=== Section Start ===

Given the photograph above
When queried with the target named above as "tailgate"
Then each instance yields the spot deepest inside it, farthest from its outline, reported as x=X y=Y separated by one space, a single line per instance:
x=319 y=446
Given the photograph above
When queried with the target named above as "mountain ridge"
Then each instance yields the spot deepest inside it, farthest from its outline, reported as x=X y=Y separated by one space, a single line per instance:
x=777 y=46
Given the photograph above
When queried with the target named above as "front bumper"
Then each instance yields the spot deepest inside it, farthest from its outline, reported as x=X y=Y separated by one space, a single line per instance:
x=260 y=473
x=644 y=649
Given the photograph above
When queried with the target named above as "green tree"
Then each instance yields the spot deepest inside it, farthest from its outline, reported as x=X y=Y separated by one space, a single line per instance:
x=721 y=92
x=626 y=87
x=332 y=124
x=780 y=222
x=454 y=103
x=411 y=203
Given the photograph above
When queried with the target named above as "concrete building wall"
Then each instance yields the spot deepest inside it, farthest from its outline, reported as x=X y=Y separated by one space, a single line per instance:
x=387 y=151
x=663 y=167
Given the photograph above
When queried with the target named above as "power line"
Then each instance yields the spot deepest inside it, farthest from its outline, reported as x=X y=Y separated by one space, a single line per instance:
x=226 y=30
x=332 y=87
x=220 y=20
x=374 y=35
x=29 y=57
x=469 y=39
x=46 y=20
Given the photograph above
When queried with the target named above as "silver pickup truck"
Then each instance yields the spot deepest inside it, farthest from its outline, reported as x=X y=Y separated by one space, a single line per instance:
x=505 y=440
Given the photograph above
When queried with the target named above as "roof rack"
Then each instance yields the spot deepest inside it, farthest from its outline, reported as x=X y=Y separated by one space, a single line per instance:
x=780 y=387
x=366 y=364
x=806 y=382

=== Section End ===

Each line above is to be reproduced exactly. Leave none out.

Given the photograph above
When queried with the target named above as "tailgate"
Then each instance yields the spot deepest inside it, farthest from its outline, reported as x=X y=Y separated by one space, a single line per instance:
x=319 y=446
Given the photograph above
When queried with the target named above as "mountain ridge"
Then each instance yields the spot deepest inside it, farthest from its outline, reported as x=X y=Y separated by one space, a single line per instance:
x=777 y=46
Given the photograph above
When queried with the target named above as "front bumper"
Then each instance yields the spot deepest inside it, farthest from its outline, reported as x=X y=Y separated by one space, a single line per instance:
x=260 y=473
x=644 y=649
Given the photograph above
When queried with the target named above as "green tree"
Then each instance yields the spot deepest inside it, farthest from its outline, reported as x=X y=Y separated by one space, a single line per instance:
x=721 y=92
x=626 y=87
x=332 y=124
x=780 y=222
x=454 y=103
x=411 y=203
Given the photograph above
When queried with the target named above as "concrete building wall"
Then each instance yields the spot deepest inside it, farthest from its outline, reported as x=X y=Y separated by one space, a single line per instance:
x=387 y=151
x=663 y=167
Given the photograph above
When queried with the target named above as "power line"
Then each instance yields the spot deepest inside it, farthest from its outline, reported as x=X y=Y separated by one space, a single line per instance:
x=226 y=30
x=332 y=87
x=220 y=20
x=374 y=35
x=29 y=57
x=469 y=39
x=46 y=20
Given the photograph above
When queried with the target named above as "silver pickup truck"
Then each instance yields the spot deepest inside it, farthest from its outline, reported as x=X y=Y separated by one space, a single line per instance:
x=505 y=440
Given the photograph above
When queried with the target named above as "roof rack"
Then each instance yields the spot deepest inside it, farthest from its outline, reported as x=X y=Y separated by one space, a single line per instance:
x=780 y=387
x=366 y=364
x=806 y=382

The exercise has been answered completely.